### Required work
I'd like the entries repeated exactly, without their pictures.

### Information
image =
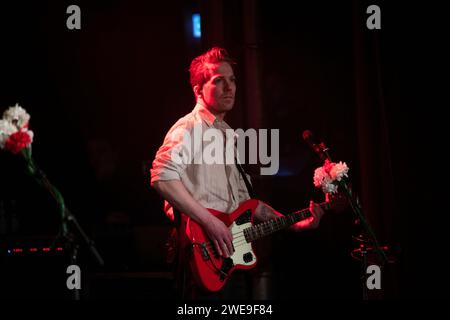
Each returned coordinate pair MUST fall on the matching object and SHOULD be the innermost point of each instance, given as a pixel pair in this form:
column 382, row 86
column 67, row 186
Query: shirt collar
column 206, row 115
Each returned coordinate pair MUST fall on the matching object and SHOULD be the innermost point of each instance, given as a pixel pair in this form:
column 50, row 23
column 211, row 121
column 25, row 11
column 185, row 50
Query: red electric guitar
column 212, row 271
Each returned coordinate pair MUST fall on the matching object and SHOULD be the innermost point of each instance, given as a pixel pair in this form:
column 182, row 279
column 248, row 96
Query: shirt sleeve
column 242, row 190
column 172, row 157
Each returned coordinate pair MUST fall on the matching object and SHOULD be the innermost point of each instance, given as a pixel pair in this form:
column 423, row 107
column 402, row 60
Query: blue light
column 196, row 26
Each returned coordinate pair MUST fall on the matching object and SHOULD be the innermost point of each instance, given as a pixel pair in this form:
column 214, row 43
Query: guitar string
column 241, row 242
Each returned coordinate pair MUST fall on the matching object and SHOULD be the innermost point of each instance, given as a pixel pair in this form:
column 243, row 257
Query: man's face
column 218, row 92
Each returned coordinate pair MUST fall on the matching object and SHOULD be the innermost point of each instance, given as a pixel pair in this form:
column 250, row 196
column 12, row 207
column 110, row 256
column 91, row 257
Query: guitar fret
column 262, row 229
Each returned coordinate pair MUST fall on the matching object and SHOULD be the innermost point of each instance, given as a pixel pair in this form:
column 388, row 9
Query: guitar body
column 210, row 270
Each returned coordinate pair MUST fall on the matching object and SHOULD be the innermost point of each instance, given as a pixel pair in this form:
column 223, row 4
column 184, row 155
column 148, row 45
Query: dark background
column 102, row 98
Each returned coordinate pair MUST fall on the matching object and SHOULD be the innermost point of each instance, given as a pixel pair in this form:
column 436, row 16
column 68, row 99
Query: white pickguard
column 241, row 247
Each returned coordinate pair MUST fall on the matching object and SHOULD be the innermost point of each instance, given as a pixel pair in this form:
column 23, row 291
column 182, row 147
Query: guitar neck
column 266, row 228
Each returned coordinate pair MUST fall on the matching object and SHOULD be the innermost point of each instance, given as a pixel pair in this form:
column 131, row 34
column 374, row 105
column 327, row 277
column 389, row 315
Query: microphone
column 319, row 148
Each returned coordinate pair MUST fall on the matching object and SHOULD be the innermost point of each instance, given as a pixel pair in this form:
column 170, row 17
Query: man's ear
column 197, row 91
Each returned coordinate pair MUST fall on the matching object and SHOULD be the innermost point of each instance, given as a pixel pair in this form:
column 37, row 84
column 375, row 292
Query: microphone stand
column 67, row 218
column 368, row 235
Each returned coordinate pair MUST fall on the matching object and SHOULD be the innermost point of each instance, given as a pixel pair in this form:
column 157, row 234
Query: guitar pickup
column 204, row 251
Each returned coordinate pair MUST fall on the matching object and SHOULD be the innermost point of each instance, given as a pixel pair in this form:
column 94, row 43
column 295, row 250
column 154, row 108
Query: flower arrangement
column 14, row 132
column 15, row 137
column 330, row 175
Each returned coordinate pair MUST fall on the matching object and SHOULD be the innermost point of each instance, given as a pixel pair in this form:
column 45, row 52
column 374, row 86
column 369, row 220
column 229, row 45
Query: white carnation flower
column 339, row 171
column 6, row 129
column 319, row 176
column 17, row 115
column 328, row 180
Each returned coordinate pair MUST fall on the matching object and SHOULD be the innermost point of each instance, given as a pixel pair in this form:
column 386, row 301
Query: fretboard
column 265, row 228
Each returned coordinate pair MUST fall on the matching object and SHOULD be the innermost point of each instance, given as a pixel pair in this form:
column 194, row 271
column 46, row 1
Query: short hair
column 200, row 65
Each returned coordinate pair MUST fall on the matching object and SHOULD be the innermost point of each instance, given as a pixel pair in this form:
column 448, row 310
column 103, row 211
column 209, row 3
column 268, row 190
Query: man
column 191, row 186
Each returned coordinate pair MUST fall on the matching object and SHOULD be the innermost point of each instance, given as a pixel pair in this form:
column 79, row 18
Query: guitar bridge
column 226, row 266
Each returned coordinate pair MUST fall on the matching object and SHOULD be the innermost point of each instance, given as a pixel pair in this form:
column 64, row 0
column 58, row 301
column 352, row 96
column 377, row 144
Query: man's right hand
column 220, row 236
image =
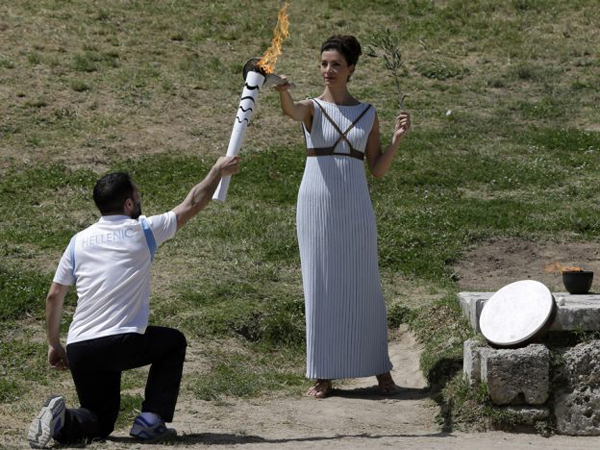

### Response
image =
Each returned coordinate pair MUST fall on the matching object and SHOULD be the innermost point of each instance, given as a pixel pair in this form:
column 382, row 86
column 67, row 186
Query: shirt collar
column 206, row 115
Each returned coordinate pair MUST fall on the matching object and SHOULD be the innermost point of each instance, given as a pixel pair in this form:
column 50, row 23
column 211, row 121
column 25, row 11
column 185, row 50
Query: red electric guitar
column 212, row 271
Each returned coordinate pair MUST fall on the matching object and SHOULD be the innermost point of each instance, given as a pixel pair in this form:
column 182, row 279
column 248, row 96
Query: shirt sleeve
column 242, row 190
column 172, row 157
Each returned coordinate pair MUST fall on the matching object and SHOULD be the innermost point of each instance, given as a pixel pair in this form:
column 423, row 107
column 402, row 60
Query: blue light
column 196, row 26
Each returned coordinate pair MUST fall on the matching object and SHOULD be the innermost point of each instance, given as a pixel pair in this form:
column 214, row 43
Query: guitar string
column 241, row 242
Each returned coordinate pair MUST fall on the matching object and SHOULD be the innermost point of each instance, given as a pixel pair in this form:
column 243, row 257
Query: man's face
column 218, row 92
Each returned coordinate pair MUST fall on the matching object and SHOULD be the innermost point of each instance, given as a pixel pair in this form:
column 250, row 196
column 12, row 207
column 110, row 256
column 91, row 257
Query: guitar fret
column 262, row 229
Each returned coordinate pair MUST fall on the matching object and SHOULD be the innermost point of each instance, given as a pixel pair in this form:
column 388, row 9
Query: guitar body
column 210, row 270
Each returned coordinate pair MUST fall on the matching object and SHOULD be the innermost point of each instance, given as a pixel pair in this form:
column 223, row 4
column 184, row 155
column 148, row 45
Query: dark background
column 102, row 98
Each returned coordinate pair MUST fall on the matching object and SHOULD be the innermost point of each instance, given as a pixel pair in this form:
column 436, row 16
column 68, row 99
Query: white pickguard
column 241, row 247
Each returned coordinate pair MUST fall on the matching object and SHOULD be the innermost point of each instance, given as a pixel pair in this form:
column 23, row 291
column 182, row 147
Query: guitar neck
column 266, row 228
Each returned coordinate pair MUST fall on the matching object and SHOULD be the innermost point of each instance, given as a pixel pair in this form:
column 131, row 34
column 374, row 105
column 327, row 277
column 389, row 315
Query: microphone
column 319, row 148
Each returned coordinate pair MUST fall on the matching object and SHOULD be the innermost point of each instance, given as a pixel pair in this form:
column 170, row 17
Query: man's ear
column 197, row 91
Each returned coordinate pair MUST fall on the matching object and SHOULD be the innermost point of each instance, given as a pixel pair in this form:
column 37, row 84
column 375, row 292
Query: microphone stand
column 67, row 218
column 368, row 235
Each returned coordinate pair MUST fall on the matching object and SHOULD be the innermost point of each instance, given as a pixel pair in this form:
column 157, row 234
Query: guitar pickup
column 204, row 251
Each returned coordinate pair MUST fall on the matching object and SHOULD be the innermost point of each instance, given as a pixel pair in this form:
column 94, row 43
column 295, row 250
column 154, row 108
Query: flower arrangement
column 14, row 132
column 15, row 137
column 330, row 175
Each returned coordinate pair MUST fall on the matching object and SHOULD be the innermost point of each instance, given as a pixel pair in this form:
column 45, row 52
column 374, row 86
column 369, row 220
column 229, row 45
Query: white carnation flower
column 339, row 171
column 6, row 129
column 319, row 176
column 17, row 115
column 328, row 180
Each returned coordinate pair MUST fall on the matching object and SHOULD be the innermost point of each instance, given as a pixel pair in this form:
column 386, row 301
Query: fretboard
column 265, row 228
Each returned coordinate pair MUST fall on the matching object and SHOULD be the innermost point of each instance, given as a pixel pair in this form:
column 194, row 271
column 46, row 1
Query: short hair
column 200, row 65
Each returned coordinate pair MUST fall on the matching object and SHOULD be the innermost point of each instance, given as a pixel pair in this form:
column 448, row 310
column 103, row 211
column 209, row 3
column 268, row 190
Query: man
column 191, row 186
Each returned coordinate pair MUST fall on the matching object and SHOULD be the innermost point of each instance, given as a pixel pair in this form:
column 79, row 18
Query: guitar bridge
column 226, row 266
Each returned coordinate pair MUST fall on the matching object and SHOULD be the innermost point of each instance, given as a pixel pair in this form:
column 64, row 0
column 58, row 301
column 352, row 96
column 377, row 144
Query: man's right hand
column 220, row 236
image =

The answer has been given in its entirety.